▸ **RECORDS FOR THIS EXERCISE**

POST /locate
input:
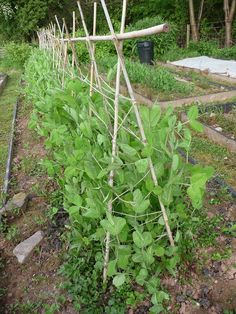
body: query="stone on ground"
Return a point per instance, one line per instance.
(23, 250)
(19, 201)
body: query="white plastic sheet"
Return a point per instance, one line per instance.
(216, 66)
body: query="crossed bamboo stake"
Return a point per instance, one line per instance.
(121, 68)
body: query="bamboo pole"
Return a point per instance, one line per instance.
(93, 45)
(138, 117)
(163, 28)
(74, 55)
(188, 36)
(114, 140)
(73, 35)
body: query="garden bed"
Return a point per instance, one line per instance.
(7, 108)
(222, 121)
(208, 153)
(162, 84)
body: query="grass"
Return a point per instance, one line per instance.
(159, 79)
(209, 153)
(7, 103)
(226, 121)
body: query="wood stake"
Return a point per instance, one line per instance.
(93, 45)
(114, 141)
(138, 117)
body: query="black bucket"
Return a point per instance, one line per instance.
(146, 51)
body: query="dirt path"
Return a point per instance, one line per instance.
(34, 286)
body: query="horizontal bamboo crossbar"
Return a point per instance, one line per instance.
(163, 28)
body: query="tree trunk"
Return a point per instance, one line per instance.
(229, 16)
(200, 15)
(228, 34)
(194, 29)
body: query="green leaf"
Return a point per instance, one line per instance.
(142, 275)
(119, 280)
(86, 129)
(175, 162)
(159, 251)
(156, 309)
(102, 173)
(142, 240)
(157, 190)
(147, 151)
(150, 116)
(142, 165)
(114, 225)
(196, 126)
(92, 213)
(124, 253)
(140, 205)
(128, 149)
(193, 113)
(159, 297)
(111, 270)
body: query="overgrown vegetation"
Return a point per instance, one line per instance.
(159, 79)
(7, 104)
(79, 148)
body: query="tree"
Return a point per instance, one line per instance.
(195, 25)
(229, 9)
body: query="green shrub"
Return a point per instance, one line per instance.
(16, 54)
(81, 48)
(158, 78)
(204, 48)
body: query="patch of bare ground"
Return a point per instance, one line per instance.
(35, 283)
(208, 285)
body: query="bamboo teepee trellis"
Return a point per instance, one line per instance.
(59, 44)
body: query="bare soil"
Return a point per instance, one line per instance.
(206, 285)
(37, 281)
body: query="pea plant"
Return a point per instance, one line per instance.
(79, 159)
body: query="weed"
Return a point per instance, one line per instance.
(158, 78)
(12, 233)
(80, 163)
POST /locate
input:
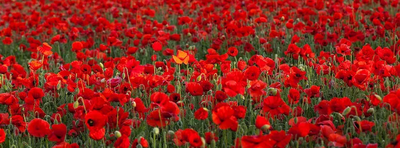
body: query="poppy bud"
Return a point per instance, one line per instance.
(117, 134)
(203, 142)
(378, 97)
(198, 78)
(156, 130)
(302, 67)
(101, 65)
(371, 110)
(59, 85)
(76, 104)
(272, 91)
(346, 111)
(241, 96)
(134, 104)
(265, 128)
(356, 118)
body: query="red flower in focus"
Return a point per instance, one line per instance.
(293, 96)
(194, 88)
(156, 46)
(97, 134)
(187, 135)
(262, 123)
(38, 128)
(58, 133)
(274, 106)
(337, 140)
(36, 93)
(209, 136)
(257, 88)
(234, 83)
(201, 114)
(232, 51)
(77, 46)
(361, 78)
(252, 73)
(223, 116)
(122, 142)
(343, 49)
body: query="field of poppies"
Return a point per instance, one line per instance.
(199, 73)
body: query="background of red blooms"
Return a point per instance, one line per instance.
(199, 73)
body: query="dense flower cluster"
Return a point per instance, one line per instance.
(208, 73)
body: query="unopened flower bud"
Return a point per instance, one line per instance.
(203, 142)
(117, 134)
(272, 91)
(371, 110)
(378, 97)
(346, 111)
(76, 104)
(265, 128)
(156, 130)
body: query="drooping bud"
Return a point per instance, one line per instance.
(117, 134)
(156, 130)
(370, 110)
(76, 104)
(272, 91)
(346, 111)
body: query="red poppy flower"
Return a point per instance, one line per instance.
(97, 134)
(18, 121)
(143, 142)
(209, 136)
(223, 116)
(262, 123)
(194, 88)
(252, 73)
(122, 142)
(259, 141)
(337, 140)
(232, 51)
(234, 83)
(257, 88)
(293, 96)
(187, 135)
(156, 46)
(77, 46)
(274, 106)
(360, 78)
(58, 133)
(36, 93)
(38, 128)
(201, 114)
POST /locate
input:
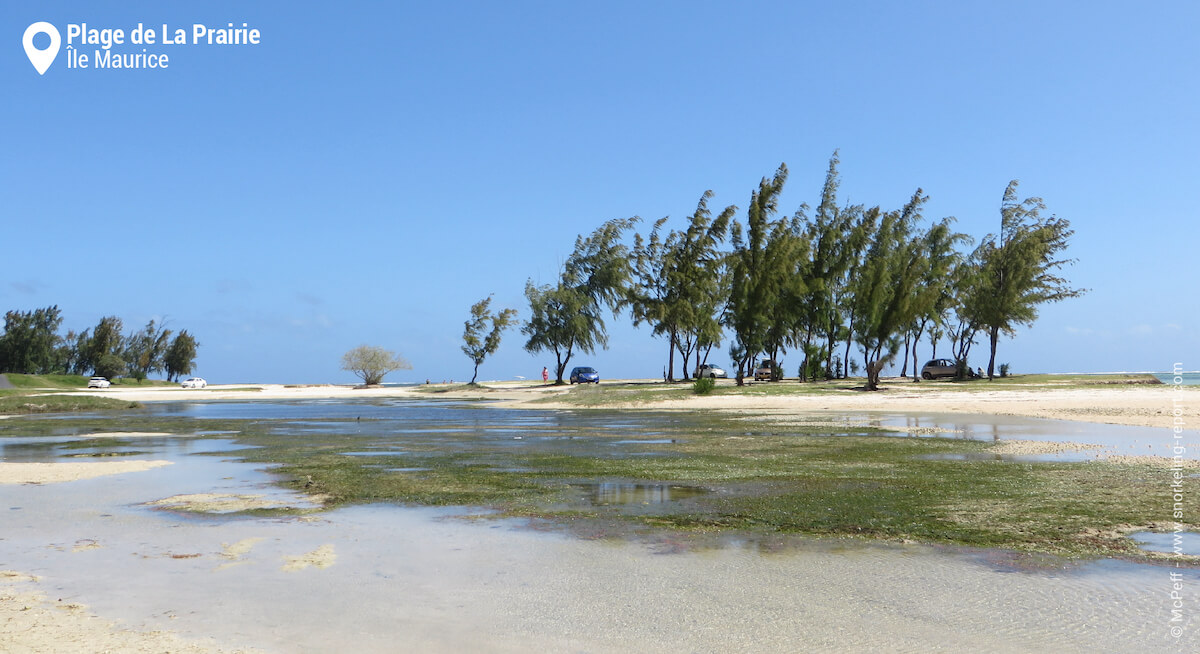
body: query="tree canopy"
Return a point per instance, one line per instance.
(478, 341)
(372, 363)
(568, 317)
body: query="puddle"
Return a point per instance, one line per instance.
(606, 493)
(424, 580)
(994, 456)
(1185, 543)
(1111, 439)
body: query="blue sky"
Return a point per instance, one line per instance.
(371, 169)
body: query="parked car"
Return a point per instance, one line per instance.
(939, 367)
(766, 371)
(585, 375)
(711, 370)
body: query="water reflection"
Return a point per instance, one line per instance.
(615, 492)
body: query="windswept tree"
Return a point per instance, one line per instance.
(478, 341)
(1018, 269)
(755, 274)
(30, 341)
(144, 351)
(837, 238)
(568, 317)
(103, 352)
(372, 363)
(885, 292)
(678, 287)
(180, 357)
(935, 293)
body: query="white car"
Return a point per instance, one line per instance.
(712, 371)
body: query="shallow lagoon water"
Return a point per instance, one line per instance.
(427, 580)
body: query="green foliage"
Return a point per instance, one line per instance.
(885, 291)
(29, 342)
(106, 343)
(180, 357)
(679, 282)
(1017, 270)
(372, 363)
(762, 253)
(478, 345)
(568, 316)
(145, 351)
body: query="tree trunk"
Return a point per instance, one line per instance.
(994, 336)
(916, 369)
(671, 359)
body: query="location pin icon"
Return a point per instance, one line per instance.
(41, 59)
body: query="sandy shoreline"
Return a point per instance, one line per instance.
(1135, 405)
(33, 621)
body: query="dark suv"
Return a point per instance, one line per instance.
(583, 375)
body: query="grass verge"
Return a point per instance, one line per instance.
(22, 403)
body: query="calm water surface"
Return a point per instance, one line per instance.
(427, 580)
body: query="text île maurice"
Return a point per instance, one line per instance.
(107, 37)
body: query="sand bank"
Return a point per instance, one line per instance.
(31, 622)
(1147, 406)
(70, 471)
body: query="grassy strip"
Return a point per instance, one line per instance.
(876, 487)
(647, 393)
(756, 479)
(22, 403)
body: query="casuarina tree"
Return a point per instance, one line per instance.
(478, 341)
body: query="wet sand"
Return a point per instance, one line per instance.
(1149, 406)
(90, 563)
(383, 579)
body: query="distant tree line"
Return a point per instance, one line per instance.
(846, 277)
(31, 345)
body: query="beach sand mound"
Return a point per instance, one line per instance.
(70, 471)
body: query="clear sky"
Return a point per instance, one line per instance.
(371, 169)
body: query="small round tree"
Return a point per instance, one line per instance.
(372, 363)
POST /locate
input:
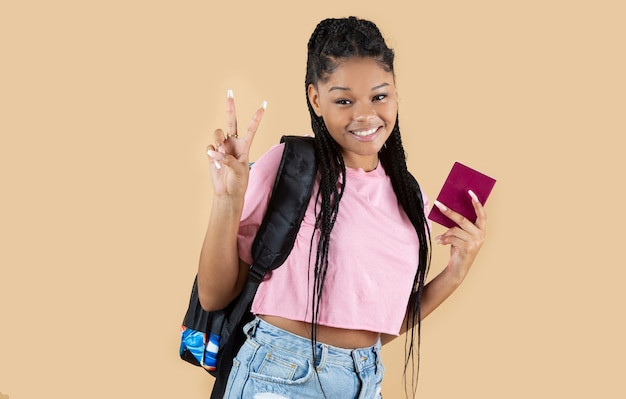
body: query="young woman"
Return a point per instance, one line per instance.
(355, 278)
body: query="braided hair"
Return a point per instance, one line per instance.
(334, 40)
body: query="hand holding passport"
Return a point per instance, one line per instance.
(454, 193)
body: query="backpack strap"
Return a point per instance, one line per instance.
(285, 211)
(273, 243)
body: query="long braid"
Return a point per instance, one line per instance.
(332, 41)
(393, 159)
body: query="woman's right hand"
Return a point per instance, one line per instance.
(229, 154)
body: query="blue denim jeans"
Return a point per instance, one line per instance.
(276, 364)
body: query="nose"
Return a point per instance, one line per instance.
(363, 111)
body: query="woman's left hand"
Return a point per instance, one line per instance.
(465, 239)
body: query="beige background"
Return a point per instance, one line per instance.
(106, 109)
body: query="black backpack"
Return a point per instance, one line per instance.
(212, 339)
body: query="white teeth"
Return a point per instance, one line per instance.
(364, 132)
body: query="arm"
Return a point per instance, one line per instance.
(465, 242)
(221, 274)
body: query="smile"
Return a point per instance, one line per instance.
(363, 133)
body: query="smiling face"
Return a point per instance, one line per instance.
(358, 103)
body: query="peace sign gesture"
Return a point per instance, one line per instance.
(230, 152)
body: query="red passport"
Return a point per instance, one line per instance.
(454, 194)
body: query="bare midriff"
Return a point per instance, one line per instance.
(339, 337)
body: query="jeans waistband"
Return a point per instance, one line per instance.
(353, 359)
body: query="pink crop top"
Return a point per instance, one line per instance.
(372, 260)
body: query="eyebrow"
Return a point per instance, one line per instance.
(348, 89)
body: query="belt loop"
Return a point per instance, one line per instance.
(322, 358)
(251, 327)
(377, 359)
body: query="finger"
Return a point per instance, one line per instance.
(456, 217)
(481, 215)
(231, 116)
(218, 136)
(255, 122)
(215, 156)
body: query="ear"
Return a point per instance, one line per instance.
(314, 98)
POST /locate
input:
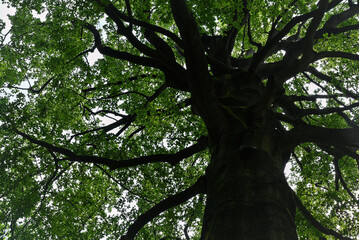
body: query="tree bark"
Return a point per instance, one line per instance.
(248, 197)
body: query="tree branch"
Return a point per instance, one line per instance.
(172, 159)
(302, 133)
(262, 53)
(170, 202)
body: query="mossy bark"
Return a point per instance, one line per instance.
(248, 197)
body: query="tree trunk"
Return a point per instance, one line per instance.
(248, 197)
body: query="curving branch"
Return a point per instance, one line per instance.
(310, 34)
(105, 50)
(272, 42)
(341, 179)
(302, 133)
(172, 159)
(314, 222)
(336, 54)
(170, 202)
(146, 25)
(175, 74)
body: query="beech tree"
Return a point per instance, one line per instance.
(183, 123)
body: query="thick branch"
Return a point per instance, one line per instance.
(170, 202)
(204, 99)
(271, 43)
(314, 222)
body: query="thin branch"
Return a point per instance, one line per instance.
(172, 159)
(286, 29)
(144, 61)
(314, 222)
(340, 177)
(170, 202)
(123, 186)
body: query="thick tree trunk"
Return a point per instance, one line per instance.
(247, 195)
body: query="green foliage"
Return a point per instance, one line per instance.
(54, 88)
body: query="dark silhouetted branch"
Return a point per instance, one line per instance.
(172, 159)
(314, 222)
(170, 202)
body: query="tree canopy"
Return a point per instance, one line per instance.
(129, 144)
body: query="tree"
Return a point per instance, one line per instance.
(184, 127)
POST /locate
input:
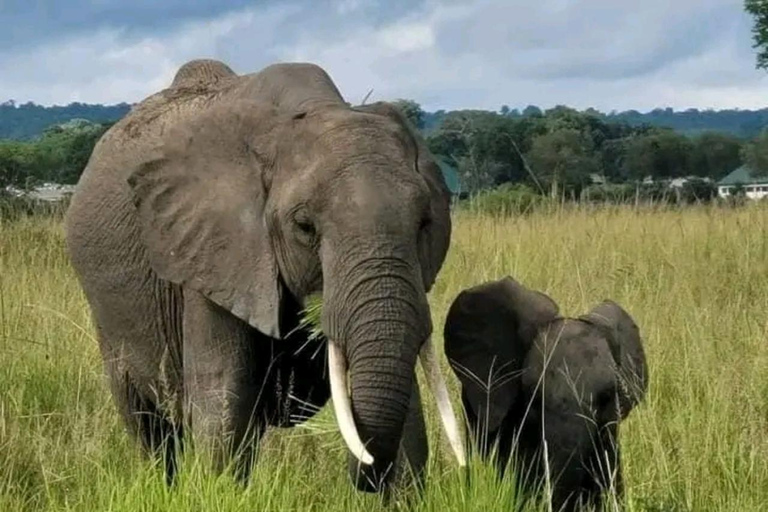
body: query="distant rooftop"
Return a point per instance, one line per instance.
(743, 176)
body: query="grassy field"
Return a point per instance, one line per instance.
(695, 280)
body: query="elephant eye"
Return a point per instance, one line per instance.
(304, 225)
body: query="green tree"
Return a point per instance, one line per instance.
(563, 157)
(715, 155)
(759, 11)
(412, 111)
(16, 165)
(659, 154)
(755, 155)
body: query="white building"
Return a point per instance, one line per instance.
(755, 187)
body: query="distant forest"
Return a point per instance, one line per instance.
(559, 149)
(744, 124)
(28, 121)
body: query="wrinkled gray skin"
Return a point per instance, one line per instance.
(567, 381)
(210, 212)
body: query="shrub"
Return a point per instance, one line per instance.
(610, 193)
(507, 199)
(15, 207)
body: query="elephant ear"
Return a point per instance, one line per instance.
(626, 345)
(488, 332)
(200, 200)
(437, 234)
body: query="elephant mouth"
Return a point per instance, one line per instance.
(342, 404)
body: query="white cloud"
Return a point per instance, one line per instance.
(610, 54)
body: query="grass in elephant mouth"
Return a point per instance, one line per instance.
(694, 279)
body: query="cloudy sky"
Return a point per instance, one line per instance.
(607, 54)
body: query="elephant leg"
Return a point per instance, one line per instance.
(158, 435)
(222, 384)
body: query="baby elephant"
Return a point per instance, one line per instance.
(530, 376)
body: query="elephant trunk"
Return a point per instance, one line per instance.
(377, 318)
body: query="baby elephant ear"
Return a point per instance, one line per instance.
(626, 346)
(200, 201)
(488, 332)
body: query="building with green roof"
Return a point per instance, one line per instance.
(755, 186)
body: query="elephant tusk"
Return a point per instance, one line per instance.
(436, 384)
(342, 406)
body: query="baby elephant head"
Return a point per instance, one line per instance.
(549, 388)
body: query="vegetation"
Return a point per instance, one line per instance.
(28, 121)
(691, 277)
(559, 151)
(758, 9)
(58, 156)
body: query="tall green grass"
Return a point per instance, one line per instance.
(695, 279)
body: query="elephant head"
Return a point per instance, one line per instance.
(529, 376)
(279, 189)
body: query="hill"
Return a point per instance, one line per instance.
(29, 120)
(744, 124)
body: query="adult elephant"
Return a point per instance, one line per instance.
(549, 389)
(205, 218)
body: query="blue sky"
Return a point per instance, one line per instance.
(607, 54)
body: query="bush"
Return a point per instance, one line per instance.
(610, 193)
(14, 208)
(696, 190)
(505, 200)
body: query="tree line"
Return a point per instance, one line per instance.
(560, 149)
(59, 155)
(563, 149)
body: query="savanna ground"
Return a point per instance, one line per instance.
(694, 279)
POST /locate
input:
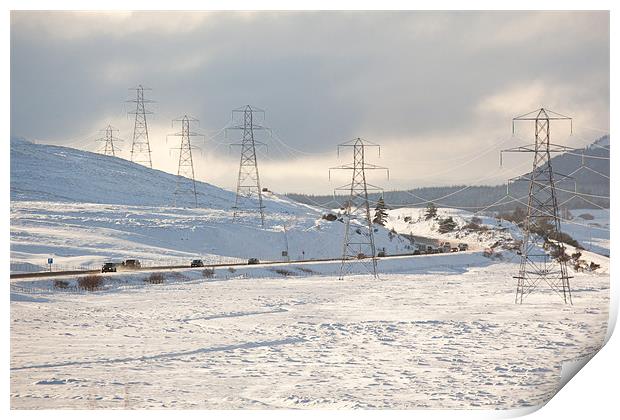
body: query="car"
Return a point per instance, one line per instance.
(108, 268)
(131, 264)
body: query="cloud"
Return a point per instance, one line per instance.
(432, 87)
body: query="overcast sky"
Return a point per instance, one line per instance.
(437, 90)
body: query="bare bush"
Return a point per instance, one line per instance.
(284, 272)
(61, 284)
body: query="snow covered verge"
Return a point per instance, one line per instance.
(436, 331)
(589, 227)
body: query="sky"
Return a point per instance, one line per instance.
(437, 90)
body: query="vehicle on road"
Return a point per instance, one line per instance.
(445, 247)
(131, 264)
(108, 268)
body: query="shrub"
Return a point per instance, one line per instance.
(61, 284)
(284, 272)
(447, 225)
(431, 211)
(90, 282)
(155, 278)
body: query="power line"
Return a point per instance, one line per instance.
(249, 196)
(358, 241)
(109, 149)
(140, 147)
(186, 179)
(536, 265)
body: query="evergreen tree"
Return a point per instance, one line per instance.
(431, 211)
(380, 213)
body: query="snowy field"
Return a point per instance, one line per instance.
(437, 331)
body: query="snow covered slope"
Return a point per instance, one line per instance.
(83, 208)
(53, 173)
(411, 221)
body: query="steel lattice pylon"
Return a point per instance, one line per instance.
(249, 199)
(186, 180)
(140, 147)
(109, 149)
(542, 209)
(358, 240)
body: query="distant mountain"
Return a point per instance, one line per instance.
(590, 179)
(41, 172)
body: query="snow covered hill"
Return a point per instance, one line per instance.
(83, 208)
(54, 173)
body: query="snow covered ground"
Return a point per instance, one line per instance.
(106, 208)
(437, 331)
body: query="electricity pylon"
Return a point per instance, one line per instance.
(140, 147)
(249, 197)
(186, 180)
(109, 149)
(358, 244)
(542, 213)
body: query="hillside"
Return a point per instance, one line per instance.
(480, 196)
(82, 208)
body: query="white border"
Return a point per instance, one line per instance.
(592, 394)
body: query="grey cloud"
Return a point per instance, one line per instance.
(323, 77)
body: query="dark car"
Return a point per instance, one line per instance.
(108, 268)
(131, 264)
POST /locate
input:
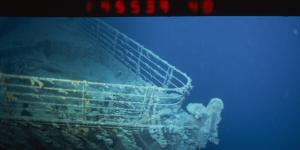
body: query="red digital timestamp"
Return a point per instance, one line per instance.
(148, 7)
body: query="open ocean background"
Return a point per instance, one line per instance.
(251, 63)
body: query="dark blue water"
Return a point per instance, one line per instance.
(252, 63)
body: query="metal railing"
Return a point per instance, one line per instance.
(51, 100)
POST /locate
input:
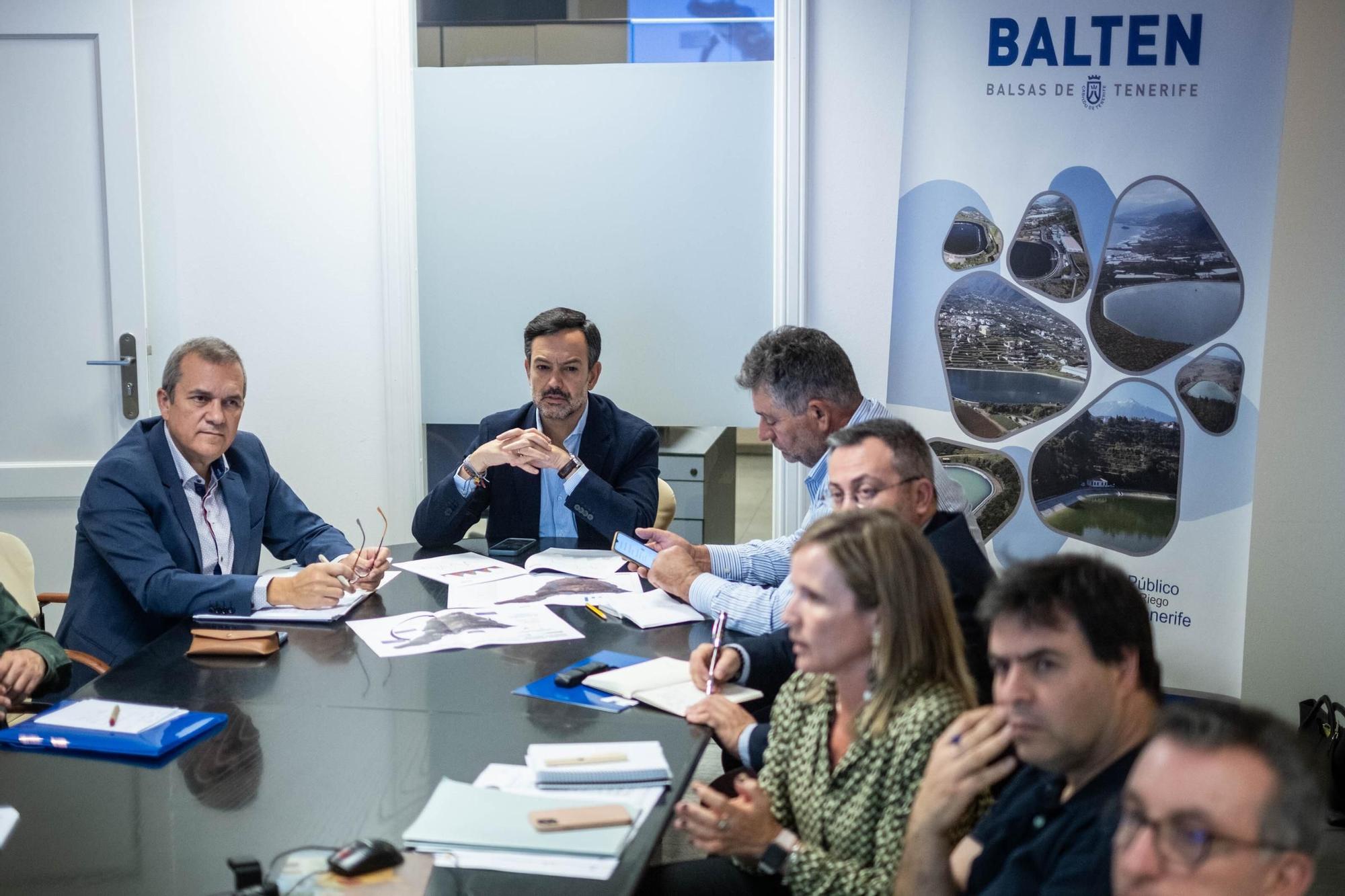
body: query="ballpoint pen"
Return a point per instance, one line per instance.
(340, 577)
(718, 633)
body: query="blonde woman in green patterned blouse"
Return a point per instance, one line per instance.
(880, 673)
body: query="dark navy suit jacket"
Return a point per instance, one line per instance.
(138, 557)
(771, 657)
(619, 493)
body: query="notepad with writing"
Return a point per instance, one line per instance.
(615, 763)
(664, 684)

▸ **DESCRIPTION OF THE TASK**
Only the lines from the one with "woman in green" through the end of the material are wanted; copy them exactly, both ends included.

▸ **ANSWER**
body: query="blonde woman in green patterned blouse"
Return a point per instance, one line per instance.
(880, 673)
body: query="dark navy suit jacket"
Return a point per instance, one line per instance.
(138, 557)
(771, 657)
(619, 493)
body: query="notepad with writing"
Return a point per instance, one line per instance.
(615, 763)
(664, 684)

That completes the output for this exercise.